He considered “legitimate national interests” of states as the most important building material in international relations. After the 70th anniversary of the Great October Socialist Revolution, he scaled down the international activities of the Soviet Union related to cooperating with third world countries and anti-imperialist organizations and movements. Prominent advisers of his also proposed that the international people’s organizations financed by Soviet organizations could unite with their counterparts financed by the forces of capitalism to form bigger “nonideological” organizations. What they meant of course was outright capitulation to imperialist ideology.
Gorbachov touted the principle of peaceful coexistence among states, irrespective of ideology and social system. He repudiated the Brezhnev Doctrine and stressed that other countries as well as communist parties could decide for themselves. But he was being hypocritical because Gorbachovite agents busied themselves in reorganizing and then scuttling the ruling parties and regimes in Eastern Europe.
He called for an end to the Cold War, for accelerated nuclear disarmament and reduction of conventional forces and for the dissolution of the NATO and the Warsaw Pact. Arms reduction treaties were forged faster than at any previous period in the Cold War. The Gorbachov regime undertook all these in the vain hope of attracting foreign investments and new technology to shore up the Soviet economy. But the Group of Seven took the firm position that they would not throw good money after bad and shore up an increasingly decrepit and corrupt bureaucratic economy.
Under the Gorbachov leadership, the Soviet Union collaborated with the United States and other countries in the settlement of so-called regional armed conflicts such as those centered in Iran and Iraq, Afghanistan, Angola and Nicaragua. The Soviet Union committed itself to unilateral withdrawal of military forces in Eastern Europe and to German reunification in exchange for economic assistance from the West in the form of direct investments, loans, technology transfer and trade accommodations. Among the capitalist powers, Germany gave the most assistance in the form of loans, consumer supplies and housing aid for Soviet troops returning from Eastern Europe. But even the funds advanced for housing these troops became the object of Soviet mismanagement and theft.
As early as 1987, the revisionist ruling parties and regimes in Eastern Europe were already being pushed to reorganize themselves and to put Gorbachovites on top of the Brezhnevites. The word also went around within and outside the ruling parties and regimes that the Soviet Union was decided on withdrawing its forces from Eastern Europe and not interfere in what would happen in the region. Thus, the anticommunist forces had advance notice of what they could do under the new circumstances. They could play on the real grievances of the people and bring down the already much-discredited ruling parties and regimes.

• _WRITTEN PROBLEM 1_
Answer these questions from the passage on Gorbachov's foreign policy:
(a) Which doctrine did Gorbachov repudiate?
(b) Among the capitalist powers, which country gave the most assistance?
(c) As early as what year were the ruling parties and regimes in Eastern Europe being pushed to reorganize themselves?
The passage and the rows were drawn from separate, unrelated sources.

• _RECORDED DATA_
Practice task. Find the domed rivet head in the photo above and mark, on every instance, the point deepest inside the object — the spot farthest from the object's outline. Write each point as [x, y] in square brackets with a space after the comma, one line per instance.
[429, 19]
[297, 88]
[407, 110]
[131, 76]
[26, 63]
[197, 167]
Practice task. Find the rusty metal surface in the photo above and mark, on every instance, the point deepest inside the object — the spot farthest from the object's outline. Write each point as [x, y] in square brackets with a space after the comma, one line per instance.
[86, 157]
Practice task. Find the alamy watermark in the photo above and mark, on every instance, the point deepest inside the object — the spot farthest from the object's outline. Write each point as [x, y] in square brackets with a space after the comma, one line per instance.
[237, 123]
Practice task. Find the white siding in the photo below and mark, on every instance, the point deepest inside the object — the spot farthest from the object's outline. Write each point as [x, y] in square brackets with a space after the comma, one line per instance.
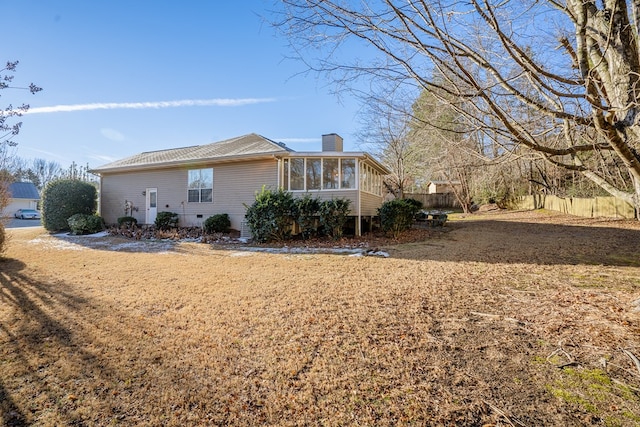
[234, 184]
[370, 204]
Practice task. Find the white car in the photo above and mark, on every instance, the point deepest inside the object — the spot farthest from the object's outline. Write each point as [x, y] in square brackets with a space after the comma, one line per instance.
[27, 214]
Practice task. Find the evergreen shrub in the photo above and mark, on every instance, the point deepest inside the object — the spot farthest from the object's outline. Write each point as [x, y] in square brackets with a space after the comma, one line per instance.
[61, 199]
[219, 223]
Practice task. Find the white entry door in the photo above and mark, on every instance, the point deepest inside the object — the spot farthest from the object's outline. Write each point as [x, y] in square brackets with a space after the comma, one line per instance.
[152, 205]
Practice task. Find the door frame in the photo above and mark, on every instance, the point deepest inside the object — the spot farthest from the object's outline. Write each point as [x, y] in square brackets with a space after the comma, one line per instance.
[152, 211]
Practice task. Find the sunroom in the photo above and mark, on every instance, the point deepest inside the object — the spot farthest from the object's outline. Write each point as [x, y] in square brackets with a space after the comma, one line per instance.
[332, 174]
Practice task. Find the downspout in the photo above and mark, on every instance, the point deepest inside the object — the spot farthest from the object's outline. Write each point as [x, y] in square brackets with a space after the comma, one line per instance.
[358, 201]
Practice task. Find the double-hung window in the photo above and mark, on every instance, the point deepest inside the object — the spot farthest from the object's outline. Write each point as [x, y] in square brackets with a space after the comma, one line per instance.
[200, 185]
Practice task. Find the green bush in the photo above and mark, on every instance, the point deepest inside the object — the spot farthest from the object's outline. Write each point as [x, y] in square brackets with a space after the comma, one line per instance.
[397, 216]
[416, 204]
[85, 224]
[127, 222]
[333, 216]
[61, 199]
[166, 220]
[305, 212]
[219, 223]
[270, 216]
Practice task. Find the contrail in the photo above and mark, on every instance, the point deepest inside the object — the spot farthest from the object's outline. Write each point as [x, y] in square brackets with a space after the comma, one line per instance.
[220, 102]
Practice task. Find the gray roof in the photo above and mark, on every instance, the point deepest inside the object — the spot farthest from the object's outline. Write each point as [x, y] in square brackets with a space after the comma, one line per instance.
[24, 190]
[246, 146]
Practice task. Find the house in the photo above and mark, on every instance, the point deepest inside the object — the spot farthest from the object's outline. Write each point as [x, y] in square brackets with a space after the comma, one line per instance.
[224, 177]
[22, 195]
[439, 187]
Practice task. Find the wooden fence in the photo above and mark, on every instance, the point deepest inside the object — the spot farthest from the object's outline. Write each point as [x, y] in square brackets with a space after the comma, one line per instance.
[608, 207]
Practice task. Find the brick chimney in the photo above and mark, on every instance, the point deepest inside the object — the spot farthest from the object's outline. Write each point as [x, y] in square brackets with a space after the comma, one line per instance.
[331, 142]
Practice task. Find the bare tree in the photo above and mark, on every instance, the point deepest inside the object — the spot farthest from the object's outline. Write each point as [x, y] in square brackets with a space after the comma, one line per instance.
[559, 77]
[9, 128]
[386, 133]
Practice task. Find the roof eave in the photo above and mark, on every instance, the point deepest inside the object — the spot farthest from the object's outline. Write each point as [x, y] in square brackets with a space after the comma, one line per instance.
[187, 163]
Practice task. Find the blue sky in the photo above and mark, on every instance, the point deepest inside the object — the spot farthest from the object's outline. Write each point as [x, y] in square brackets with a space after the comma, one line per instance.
[123, 77]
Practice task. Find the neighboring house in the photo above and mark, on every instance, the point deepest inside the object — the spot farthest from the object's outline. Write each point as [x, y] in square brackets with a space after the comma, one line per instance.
[224, 177]
[22, 195]
[434, 187]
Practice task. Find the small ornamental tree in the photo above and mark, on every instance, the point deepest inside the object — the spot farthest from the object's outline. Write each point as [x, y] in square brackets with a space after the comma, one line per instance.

• _WRITTEN PROBLEM 2_
Count the lines of the rows that contain the string "white", with case counting, and give only the number.

• _TASK RESULT 1_
(a) The Brezhnev Doctrine
(b) Germany
(c) 1987

• _TASK RESULT 2_
3